# PASSAGE SHOWN start

GREAT FALLS — It didn’t take a genius to know that Saturday night’s Northern C championship game between Box Elder and Hays-Lodge Pole was going to be a classic.

All the ingredients were there. Two great teams, two great coaches and an electric atmosphere. Throw in the element of champion vs challenger and the makings of an all-time classic were all there.

And if I can speak for the thousands in attendance at the Four Seasons Arena in Great Falls Saturday, it’s safe to say that the fourth meeting between the T-Birds and Bears lived up to the hype.

But what made the night special wasn’t necessarily that the T-Birds won, it was more to do with what happened before and after.

Before the game, the HLP players paid tribute to the school’s storied past, dyeing their hair to honor the late, great A.J. Long Soldier and the 2007 T-Birds, who were the last HLP team to win a Northern C title. That team also was the last HLP squad to win the Class C state title.

“Tyson did it last week,” HLP head coach Derrick Shambo said. “And (Friday night), some of the boys decided that they wanted to do it too. They ended up doing it in my hotel room actually. My wife had to make an emergency trip to Walmart for some dye. She did most of them, but they were doing it for each other too. It was something that brought them all together.”

Dyeing their hair as Long Soldier and some of his teammates did back in 2007 was a way for the players to show their solidarity Saturday night. And one week after falling to Box Elder, the T-Birds scored their biggest win, of any kind, in a decade.

And while you could see how much it meant to the players and coaches, it was easy to see it meant as much or more to the joint community of Hays-Lodge Pole.

“I remember looking up to him and all those guys," Tyson Shambo said of Long Soldier. "I don’t remember a lot. But I remember being at the game when they won the championship and looking up to him and the whole community being there and being a part of it. And that’s how I want these kids to view us. I am just happy to share this with my team and my community.”

# PASSAGE SHOWN end
# GIVEN DATA start

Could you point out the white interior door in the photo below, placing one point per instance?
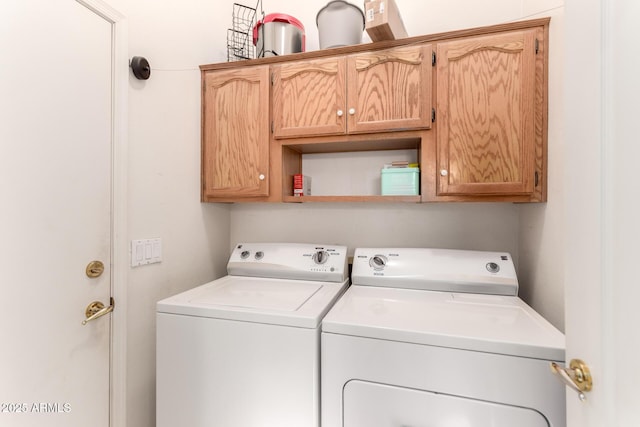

# GIVEN DATA end

_EXERCISE TASKS_
**a.** List every person the game report names with both a first and a last name.
**b.** Return the game report's text from "Dyeing their hair as" to "of Hays-Lodge Pole.", copied word for word.

_THE ANSWERS_
**a.** A.J. Long Soldier, Derrick Shambo, Tyson Shambo

**b.**
Dyeing their hair as Long Soldier and some of his teammates did back in 2007 was a way for the players to show their solidarity Saturday night. And one week after falling to Box Elder, the T-Birds scored their biggest win, of any kind, in a decade.

And while you could see how much it meant to the players and coaches, it was easy to see it meant as much or more to the joint community of Hays-Lodge Pole.